### Document
Another example of displays that use this technology are cathode ray tube (CRT) oscilloscopes:

As you may guess, that's the analogue oscilloscope that I'm going to use as a vector display, it's very old, so I hope it will make it until the end of the contest. You may think at this point that this technology is dead, and in the form of electron beams it somewhat is, but not in the form of lasers yet! Laser scanners [4] use galvanometers to tilt mirrors and deflect lasers:

[Wikipedia]

Laser scanners are used in laser shows, laser engravers, 3D printers and LIDARs among other things.

In this Project14 I'll experiment with vector display rendering. I'll mostly use an FPGA to perform low level graphics as their timing is very predictable and its clock frequency very fast.

# 2 Fixed Point Numbers

One of the first things I needed for the project was a real number representation. Verilog does not support real numbers, so they must be implemented by the designer. The most common ways to represent real numbers are floating-point [5] and fixed-point numbers [6]. Floating-point numbers are what floating-point units (FPU) use, these numbers contain a sign bit, mantissa bits and exponent bits. There are standards like the IEE754 [7] that have standardized floating-point number formats such as the single precision (32 bit) and double precision (64 bit), but their implementation in hardware is quite complex and slow so I discarded them. Fixed-point numbers are on the other hand relatively easy to implement. Fixed-point numbers are treated internally as integers, except that they represent the numerator of a defined power of 2 denominator. Let’s take a closer look at how fixed-point numbers represent real numbers.

There are many notations to specify fixed-point numbers, but I’ll use the Q-notation [8]. A Q5.10 fixed-point number represents a 16-bit number that contains an implicit sign bit, 5 integer bits and 10 fractional bits. Q15 represents a 16-bit number with an implicit sign bit, no integer bits and 15 fractional bits. A “U” prefix indicates that there is no implicit sign bit, such as in the 16-bit fixed-point UQ6.10 and UQ16. UQ6.10 represents a 6 integer bits and 10 fractional bits fixed-point number, while UQ16 represents a 0 integer bits and 16 fractional bits fixed-point number.

It might be easier to understand how to work with these numbers with some examples:

The Q3.4 number “0011.0111” represents the number 55 / (2 ** 4) or 55 / 16 (or 110111 / 10000 in binary) or 3.4375. One way to think of fixed-point numbers is as the integer numerator of a fixed denominator.

To perform an addition, you would just add the numbers, it doesn’t matter where the fractional digits begin, the result is would be the same. For the FPGA (or a CPU) its just an integer addition. Here is an example:

0011.0111 + 0001.0110 = 0100.1101 would be in decimal 3.4375 + 1.375 = 4.8125 or (55 + 22) / 16 = 77 / 16. It’s the same when working with signed values as it’s a two’s complement [wiki].

Multiplications are a bit different:

0000.1000 * 0010.1100 = (8 / 16) * (44 / 16) = (8 * 44) / (16 * 16) = (8 * 44 / 16) / 16 = 22 / 16 = 1.375

As we can see, now it matters the number of fractional bits. So, to perform multiplications you treat the fixed-point numbers as integers (8 and 44 in the previous example) but after multiplying you must divide by 2 to the power the number of fractional bits (2**4 in the previous example).

### Entries provided
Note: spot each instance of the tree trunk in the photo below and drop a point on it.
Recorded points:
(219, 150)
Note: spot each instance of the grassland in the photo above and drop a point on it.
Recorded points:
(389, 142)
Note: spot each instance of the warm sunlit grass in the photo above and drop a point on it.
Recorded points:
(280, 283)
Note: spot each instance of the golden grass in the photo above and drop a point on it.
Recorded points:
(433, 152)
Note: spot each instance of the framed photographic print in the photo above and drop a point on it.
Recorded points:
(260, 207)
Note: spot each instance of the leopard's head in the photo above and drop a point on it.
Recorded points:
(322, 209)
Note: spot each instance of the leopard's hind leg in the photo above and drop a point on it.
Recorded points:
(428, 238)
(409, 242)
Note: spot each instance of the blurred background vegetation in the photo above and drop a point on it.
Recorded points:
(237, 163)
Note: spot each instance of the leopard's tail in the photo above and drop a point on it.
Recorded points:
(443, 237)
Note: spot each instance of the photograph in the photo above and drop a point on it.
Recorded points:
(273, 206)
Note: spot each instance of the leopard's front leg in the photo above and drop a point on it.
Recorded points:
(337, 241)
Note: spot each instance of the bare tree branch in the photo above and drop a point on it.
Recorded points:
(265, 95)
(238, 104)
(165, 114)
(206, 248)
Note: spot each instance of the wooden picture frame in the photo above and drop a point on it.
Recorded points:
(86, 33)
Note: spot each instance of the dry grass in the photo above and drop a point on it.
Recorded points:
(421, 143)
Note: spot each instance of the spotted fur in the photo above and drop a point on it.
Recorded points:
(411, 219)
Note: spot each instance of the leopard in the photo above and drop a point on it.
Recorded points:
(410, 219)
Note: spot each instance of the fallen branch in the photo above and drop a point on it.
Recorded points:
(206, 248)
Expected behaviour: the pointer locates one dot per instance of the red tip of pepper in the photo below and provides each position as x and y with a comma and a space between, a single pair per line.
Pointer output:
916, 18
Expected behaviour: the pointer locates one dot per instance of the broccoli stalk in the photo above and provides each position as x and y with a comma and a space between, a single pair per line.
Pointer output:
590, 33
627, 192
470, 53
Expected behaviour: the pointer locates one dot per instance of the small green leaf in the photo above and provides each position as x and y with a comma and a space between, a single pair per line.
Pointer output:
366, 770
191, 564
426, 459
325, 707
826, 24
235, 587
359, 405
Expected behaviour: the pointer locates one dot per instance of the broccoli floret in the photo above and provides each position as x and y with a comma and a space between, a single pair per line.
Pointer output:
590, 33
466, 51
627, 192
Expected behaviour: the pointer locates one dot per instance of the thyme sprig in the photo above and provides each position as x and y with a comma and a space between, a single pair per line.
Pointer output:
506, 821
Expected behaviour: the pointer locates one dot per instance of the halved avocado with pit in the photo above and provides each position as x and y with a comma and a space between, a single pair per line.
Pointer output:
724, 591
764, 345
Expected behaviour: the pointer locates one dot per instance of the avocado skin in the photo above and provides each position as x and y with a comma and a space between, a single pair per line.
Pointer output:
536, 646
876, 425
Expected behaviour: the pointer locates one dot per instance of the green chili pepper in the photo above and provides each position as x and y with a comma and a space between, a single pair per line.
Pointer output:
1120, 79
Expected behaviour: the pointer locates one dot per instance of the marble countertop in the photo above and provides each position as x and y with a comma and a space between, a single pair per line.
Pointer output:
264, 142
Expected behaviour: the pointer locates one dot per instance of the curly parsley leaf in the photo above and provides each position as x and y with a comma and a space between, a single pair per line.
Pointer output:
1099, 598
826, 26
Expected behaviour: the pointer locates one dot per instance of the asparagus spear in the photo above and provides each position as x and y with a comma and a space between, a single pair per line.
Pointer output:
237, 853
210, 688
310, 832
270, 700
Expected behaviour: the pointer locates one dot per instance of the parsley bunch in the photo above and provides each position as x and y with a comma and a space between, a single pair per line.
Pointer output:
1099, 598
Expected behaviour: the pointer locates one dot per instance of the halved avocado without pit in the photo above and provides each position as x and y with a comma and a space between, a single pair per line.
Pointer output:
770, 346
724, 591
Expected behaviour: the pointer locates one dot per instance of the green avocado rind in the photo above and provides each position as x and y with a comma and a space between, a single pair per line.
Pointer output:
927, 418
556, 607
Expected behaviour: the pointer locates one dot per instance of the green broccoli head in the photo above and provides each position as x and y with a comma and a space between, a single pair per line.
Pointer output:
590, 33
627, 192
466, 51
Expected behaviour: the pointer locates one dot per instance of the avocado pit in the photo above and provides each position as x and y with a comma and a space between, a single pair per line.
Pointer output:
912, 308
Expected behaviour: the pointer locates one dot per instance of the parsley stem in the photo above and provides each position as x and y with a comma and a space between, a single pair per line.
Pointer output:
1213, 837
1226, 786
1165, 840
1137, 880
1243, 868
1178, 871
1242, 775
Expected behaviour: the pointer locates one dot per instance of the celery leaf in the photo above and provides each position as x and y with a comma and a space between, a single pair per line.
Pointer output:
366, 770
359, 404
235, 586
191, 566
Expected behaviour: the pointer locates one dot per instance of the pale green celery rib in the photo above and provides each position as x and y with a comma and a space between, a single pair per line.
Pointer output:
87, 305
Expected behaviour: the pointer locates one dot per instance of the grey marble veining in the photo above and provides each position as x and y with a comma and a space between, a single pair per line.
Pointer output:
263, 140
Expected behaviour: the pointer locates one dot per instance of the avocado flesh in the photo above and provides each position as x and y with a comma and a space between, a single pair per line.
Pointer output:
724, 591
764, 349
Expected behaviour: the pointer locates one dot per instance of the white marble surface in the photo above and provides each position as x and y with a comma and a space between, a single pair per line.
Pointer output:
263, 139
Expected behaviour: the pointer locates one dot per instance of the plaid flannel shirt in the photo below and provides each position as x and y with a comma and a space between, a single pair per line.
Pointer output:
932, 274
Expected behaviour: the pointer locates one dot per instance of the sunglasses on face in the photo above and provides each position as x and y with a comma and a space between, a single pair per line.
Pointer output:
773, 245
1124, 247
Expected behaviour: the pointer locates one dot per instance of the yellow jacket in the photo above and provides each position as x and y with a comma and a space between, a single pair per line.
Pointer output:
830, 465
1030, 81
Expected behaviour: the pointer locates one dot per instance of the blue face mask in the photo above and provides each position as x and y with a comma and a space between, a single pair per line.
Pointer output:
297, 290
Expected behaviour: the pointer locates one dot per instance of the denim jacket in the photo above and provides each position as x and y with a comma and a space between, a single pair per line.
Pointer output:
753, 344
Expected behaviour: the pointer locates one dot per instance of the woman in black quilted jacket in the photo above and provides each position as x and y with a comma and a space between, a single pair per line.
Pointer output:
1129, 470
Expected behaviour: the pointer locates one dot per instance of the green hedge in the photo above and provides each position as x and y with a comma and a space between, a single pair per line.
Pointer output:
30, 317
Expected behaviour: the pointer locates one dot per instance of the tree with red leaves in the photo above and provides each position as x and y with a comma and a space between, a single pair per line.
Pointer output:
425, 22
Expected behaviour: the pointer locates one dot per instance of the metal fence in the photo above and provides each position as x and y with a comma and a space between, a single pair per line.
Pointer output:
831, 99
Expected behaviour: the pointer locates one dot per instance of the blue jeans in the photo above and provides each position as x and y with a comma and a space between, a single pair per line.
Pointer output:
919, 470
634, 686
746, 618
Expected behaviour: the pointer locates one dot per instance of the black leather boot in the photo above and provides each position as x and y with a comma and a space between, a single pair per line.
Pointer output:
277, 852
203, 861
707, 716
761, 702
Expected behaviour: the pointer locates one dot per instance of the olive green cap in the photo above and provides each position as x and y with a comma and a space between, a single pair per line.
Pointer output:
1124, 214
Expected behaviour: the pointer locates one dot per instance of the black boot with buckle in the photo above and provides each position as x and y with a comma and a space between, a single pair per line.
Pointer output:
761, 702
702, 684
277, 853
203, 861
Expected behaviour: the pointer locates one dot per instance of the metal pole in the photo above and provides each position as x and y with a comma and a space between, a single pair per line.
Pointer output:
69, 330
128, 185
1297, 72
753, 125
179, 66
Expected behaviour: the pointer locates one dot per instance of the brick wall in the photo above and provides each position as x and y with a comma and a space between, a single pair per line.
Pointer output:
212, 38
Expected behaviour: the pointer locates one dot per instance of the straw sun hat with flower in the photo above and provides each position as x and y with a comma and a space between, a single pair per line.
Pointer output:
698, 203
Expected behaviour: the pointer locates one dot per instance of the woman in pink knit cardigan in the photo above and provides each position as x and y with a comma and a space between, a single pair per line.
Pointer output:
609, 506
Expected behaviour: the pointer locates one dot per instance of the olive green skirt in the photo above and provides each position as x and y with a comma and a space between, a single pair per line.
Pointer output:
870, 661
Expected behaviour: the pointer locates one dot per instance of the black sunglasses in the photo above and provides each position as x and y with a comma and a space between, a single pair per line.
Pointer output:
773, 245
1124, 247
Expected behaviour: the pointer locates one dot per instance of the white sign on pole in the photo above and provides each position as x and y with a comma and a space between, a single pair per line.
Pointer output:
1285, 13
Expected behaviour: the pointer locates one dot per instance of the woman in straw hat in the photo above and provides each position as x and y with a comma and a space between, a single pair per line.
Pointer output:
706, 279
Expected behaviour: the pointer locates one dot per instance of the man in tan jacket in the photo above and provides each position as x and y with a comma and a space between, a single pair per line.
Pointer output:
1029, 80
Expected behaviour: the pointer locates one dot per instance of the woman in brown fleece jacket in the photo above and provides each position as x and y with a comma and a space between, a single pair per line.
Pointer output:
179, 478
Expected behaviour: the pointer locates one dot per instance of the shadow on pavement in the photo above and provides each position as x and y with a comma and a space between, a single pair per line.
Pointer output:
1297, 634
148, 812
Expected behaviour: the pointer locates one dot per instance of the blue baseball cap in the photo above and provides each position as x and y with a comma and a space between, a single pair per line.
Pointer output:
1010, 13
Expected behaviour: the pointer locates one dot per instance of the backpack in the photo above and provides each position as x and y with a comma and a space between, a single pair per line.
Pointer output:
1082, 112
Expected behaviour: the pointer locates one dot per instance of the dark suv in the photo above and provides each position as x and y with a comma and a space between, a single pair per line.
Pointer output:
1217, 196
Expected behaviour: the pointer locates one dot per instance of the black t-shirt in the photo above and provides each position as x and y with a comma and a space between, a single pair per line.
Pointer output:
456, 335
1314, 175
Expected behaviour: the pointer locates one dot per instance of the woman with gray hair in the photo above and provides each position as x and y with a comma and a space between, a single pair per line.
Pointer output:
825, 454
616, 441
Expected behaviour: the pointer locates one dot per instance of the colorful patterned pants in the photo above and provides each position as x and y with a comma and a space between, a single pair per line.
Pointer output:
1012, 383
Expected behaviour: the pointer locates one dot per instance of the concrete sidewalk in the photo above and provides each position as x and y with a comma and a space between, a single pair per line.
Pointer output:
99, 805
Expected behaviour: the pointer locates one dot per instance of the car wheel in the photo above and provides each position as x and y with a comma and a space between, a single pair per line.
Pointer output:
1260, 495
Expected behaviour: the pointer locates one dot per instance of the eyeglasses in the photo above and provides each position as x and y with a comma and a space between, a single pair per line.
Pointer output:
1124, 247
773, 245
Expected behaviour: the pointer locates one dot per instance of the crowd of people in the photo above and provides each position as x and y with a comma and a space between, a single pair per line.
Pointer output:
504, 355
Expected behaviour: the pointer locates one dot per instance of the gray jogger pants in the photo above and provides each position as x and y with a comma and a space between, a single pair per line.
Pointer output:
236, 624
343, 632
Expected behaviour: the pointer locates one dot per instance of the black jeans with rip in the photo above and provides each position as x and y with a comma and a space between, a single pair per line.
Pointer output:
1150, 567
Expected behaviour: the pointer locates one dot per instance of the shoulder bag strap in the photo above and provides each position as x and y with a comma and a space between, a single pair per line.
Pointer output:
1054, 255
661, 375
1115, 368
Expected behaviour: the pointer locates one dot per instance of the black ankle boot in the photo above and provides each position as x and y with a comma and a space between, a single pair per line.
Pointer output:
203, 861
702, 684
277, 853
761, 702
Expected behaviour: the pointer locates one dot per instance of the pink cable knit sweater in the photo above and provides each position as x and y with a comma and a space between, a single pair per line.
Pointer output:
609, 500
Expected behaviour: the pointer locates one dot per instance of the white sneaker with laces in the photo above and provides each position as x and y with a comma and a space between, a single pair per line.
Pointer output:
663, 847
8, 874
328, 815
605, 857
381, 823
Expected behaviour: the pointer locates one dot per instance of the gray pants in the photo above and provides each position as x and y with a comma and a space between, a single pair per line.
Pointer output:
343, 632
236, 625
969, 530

### Set task
From the vector display text, copy out the passage starting with "0000.1000 * 0010.1100" and going on through "the previous example).". The material after the vector display text is separate from it.

### Answer below
0000.1000 * 0010.1100 = (8 / 16) * (44 / 16) = (8 * 44) / (16 * 16) = (8 * 44 / 16) / 16 = 22 / 16 = 1.375

As we can see, now it matters the number of fractional bits. So, to perform multiplications you treat the fixed-point numbers as integers (8 and 44 in the previous example) but after multiplying you must divide by 2 to the power the number of fractional bits (2**4 in the previous example).